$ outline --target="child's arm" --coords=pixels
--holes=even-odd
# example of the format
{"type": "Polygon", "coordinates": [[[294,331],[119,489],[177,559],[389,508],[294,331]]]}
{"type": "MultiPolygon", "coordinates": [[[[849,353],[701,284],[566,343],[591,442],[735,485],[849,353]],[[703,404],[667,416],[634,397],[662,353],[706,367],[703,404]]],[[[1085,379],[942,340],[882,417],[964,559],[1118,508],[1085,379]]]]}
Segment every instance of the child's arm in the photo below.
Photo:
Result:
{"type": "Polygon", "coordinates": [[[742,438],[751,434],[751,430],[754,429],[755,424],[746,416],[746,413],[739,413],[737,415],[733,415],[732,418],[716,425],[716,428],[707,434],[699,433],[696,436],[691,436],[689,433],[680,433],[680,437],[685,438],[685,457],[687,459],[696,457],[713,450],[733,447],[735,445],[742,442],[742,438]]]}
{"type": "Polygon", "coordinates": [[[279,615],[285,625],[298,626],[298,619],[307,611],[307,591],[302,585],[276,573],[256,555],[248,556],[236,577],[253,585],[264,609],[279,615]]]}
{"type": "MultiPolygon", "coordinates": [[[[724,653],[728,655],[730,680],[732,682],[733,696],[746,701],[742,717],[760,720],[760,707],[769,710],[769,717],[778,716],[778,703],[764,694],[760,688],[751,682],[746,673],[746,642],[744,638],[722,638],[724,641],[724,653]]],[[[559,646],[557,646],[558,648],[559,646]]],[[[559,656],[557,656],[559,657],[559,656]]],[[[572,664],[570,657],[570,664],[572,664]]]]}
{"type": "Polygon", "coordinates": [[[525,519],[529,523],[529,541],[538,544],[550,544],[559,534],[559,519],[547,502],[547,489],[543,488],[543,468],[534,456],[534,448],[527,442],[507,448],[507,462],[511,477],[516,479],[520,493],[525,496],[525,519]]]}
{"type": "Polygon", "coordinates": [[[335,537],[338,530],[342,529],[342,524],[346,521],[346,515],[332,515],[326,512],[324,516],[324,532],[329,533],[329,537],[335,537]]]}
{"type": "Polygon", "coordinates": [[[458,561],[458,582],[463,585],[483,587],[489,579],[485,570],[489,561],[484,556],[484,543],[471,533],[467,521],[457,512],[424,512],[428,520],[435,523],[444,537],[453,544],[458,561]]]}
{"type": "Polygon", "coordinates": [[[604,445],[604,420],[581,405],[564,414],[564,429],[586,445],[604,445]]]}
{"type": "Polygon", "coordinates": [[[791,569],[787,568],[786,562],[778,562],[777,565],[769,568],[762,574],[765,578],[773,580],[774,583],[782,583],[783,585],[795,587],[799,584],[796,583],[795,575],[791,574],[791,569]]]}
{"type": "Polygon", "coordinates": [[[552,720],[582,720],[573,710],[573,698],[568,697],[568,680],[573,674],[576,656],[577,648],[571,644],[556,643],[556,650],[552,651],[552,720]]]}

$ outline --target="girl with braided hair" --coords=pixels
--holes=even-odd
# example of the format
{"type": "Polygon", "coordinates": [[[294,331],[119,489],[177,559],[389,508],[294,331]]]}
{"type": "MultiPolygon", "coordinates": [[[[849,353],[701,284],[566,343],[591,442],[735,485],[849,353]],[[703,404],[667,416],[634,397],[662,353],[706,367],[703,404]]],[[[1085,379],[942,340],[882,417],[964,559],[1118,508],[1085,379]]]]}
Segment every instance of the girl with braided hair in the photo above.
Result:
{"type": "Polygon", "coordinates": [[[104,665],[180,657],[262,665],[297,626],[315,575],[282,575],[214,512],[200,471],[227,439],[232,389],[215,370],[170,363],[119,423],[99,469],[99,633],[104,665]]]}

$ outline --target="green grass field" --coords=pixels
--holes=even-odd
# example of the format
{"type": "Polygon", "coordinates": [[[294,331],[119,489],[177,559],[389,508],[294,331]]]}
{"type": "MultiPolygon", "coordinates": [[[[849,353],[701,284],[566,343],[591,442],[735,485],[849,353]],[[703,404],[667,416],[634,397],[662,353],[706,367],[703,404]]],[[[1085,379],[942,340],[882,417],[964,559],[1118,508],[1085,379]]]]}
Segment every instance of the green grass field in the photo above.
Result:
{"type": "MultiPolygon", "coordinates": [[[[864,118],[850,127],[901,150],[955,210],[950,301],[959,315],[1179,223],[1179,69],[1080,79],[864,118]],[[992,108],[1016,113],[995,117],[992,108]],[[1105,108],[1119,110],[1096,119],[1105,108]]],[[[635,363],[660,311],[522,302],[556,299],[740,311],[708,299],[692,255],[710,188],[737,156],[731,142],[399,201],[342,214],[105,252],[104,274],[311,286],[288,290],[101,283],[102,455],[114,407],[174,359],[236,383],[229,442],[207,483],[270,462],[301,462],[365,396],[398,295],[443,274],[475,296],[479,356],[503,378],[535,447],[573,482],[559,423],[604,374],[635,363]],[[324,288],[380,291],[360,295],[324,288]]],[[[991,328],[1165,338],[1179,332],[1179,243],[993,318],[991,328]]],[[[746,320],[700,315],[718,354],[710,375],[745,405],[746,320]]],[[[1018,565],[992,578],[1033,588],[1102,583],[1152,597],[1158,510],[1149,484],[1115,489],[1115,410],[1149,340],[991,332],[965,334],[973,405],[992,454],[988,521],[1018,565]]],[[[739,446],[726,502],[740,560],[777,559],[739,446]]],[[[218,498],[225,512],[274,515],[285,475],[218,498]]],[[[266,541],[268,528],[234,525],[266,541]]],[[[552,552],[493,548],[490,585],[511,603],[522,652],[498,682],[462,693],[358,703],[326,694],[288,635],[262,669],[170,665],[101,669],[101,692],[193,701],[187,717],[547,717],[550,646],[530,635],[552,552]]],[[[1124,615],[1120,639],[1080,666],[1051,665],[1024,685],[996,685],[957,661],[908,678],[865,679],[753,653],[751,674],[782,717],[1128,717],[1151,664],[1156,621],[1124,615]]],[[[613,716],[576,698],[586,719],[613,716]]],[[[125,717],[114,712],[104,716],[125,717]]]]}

- [Stated task]
In full and verbatim, repeat the records given above.

- [Task solution]
$ outline --target="child's arm" --coords=pixels
--holes=even-odd
# example of the format
{"type": "Polygon", "coordinates": [[[294,331],[119,489],[177,559],[389,508],[294,331]]]}
{"type": "MultiPolygon", "coordinates": [[[[849,353],[701,284],[566,343],[591,442],[735,485],[849,353]],[[703,404],[667,416],[634,397],[662,353],[706,367],[703,404]]],[[[1085,379],[942,340],[882,417],[964,559],[1118,508],[1085,379]]]]}
Segment every instance of the child's arm in the photo below.
Photo:
Result:
{"type": "Polygon", "coordinates": [[[742,438],[751,434],[751,430],[754,429],[755,424],[746,416],[746,413],[739,413],[737,415],[733,415],[732,418],[716,425],[716,428],[707,434],[699,433],[696,436],[691,436],[689,433],[680,433],[680,437],[685,438],[685,457],[687,459],[696,457],[713,450],[733,447],[735,445],[742,442],[742,438]]]}
{"type": "Polygon", "coordinates": [[[279,615],[285,625],[298,626],[298,619],[307,611],[307,591],[302,585],[276,573],[256,555],[248,556],[236,577],[253,585],[264,609],[279,615]]]}
{"type": "MultiPolygon", "coordinates": [[[[724,653],[728,655],[730,680],[732,682],[733,696],[746,701],[742,717],[760,720],[760,707],[769,710],[769,717],[778,716],[778,703],[764,694],[760,688],[751,682],[746,673],[746,642],[744,638],[722,638],[724,641],[724,653]]],[[[559,646],[557,646],[558,648],[559,646]]],[[[559,656],[557,656],[559,657],[559,656]]],[[[572,664],[570,657],[570,664],[572,664]]]]}
{"type": "Polygon", "coordinates": [[[525,519],[529,523],[529,541],[538,544],[550,544],[559,534],[559,519],[547,502],[547,489],[543,488],[543,468],[534,456],[534,448],[527,442],[507,448],[507,462],[511,477],[516,479],[520,493],[525,496],[525,519]]]}
{"type": "Polygon", "coordinates": [[[335,537],[338,530],[342,529],[342,524],[346,521],[346,515],[332,515],[326,512],[324,516],[324,532],[329,533],[329,537],[335,537]]]}
{"type": "Polygon", "coordinates": [[[458,561],[458,582],[463,585],[483,587],[489,579],[485,570],[489,561],[484,556],[484,543],[471,533],[467,521],[457,512],[424,512],[428,520],[435,523],[444,537],[453,544],[458,561]]]}
{"type": "Polygon", "coordinates": [[[604,445],[604,420],[581,405],[564,414],[564,429],[586,445],[604,445]]]}
{"type": "Polygon", "coordinates": [[[791,569],[787,568],[786,562],[778,562],[777,565],[769,568],[762,574],[765,578],[773,580],[774,583],[782,583],[783,585],[795,587],[799,584],[796,583],[795,575],[791,574],[791,569]]]}
{"type": "Polygon", "coordinates": [[[552,720],[582,720],[573,710],[573,698],[568,697],[568,680],[573,674],[576,656],[577,648],[571,644],[556,643],[556,650],[552,651],[552,720]]]}

$ outline --target="girl with braided hair" --coords=pixels
--holes=even-odd
# example of the format
{"type": "Polygon", "coordinates": [[[294,331],[119,489],[177,559],[389,508],[294,331]]]}
{"type": "MultiPolygon", "coordinates": [[[[849,353],[701,284],[566,343],[591,442],[735,485],[849,353]],[[703,404],[667,416],[634,397],[662,353],[706,367],[703,404]]],[[[1085,379],[942,340],[882,417],[964,559],[1118,508],[1085,379]]]]}
Segment every instance of the girl with braided hair in the photo above.
Result:
{"type": "Polygon", "coordinates": [[[104,665],[180,657],[262,665],[297,626],[315,575],[282,575],[214,512],[200,471],[227,439],[232,389],[215,370],[170,363],[119,423],[99,469],[99,633],[104,665]]]}

$ outline --target="green grass field" --coords=pixels
--holes=even-odd
# example of the format
{"type": "Polygon", "coordinates": [[[294,331],[119,489],[177,559],[389,508],[294,331]]]}
{"type": "MultiPolygon", "coordinates": [[[[849,353],[701,284],[566,343],[591,442],[735,485],[849,353]],[[703,404],[667,416],[634,397],[662,353],[706,367],[703,404]]],[[[1085,379],[942,340],[882,417],[964,559],[1118,508],[1085,379]]]]}
Segment every instance of the green grass field in the photo above.
Result:
{"type": "MultiPolygon", "coordinates": [[[[864,118],[850,127],[901,150],[955,210],[950,301],[959,315],[1179,223],[1179,69],[1080,79],[864,118]],[[992,108],[1016,113],[995,117],[992,108]],[[1105,108],[1119,110],[1096,119],[1105,108]]],[[[635,363],[660,311],[522,302],[556,299],[740,311],[708,299],[692,255],[710,188],[737,156],[731,142],[399,201],[342,214],[105,252],[104,274],[311,286],[288,290],[101,283],[102,455],[114,407],[174,359],[236,383],[229,442],[207,483],[270,462],[301,462],[365,396],[398,295],[443,274],[475,296],[479,356],[503,378],[535,447],[573,482],[559,423],[604,374],[635,363]],[[324,288],[380,291],[360,295],[324,288]]],[[[991,328],[1165,338],[1179,332],[1179,243],[993,318],[991,328]]],[[[746,320],[700,315],[718,354],[710,375],[745,405],[746,320]]],[[[1018,565],[992,578],[1033,588],[1102,583],[1152,597],[1158,510],[1149,484],[1115,489],[1115,410],[1149,340],[991,332],[965,334],[973,405],[992,454],[988,521],[1018,565]]],[[[739,446],[726,502],[740,560],[777,559],[739,446]]],[[[218,498],[225,512],[274,515],[285,475],[218,498]]],[[[266,541],[268,528],[234,525],[266,541]]],[[[552,552],[493,548],[490,585],[511,603],[522,652],[498,682],[462,693],[358,703],[326,694],[288,635],[262,669],[170,665],[101,669],[101,692],[193,701],[187,717],[547,717],[550,646],[530,635],[552,552]]],[[[1124,615],[1120,639],[1080,666],[1051,665],[1024,685],[996,685],[957,661],[908,678],[865,679],[753,653],[751,674],[782,717],[1128,717],[1151,664],[1156,621],[1124,615]]],[[[613,716],[576,698],[586,719],[613,716]]],[[[125,717],[114,712],[104,716],[125,717]]]]}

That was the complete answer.